- WHAT TO PRODUCE: Write the data out again, character for character, with no images.

- SUPPLIED RECORDS:

====================

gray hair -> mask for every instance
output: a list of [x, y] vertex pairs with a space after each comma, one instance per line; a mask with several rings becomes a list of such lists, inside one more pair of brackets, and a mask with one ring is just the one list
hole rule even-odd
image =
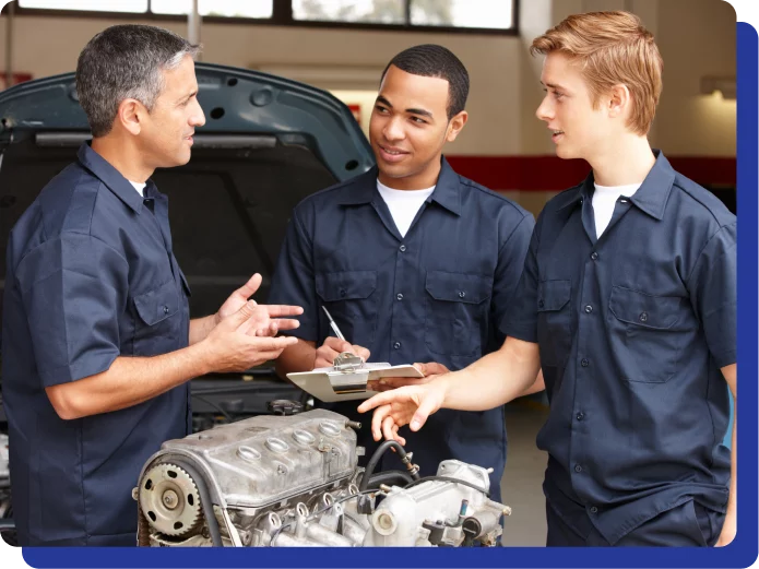
[[163, 71], [176, 69], [186, 56], [195, 59], [200, 49], [168, 29], [149, 25], [110, 26], [93, 37], [76, 62], [76, 93], [93, 138], [110, 132], [127, 98], [152, 111], [164, 88]]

====================

- RESPONSE TO THE TASK:
gray hair -> mask for every instance
output: a list of [x, y] vertex pairs with a space after each comma, one instance per line; a mask with several rings becomes a list of such lists, inside one more pair of brackets, and a mask with one ring is just the one list
hole rule even-odd
image =
[[163, 71], [176, 69], [186, 56], [195, 59], [200, 49], [168, 29], [149, 25], [110, 26], [93, 37], [76, 62], [76, 93], [93, 138], [110, 132], [127, 98], [152, 111], [164, 88]]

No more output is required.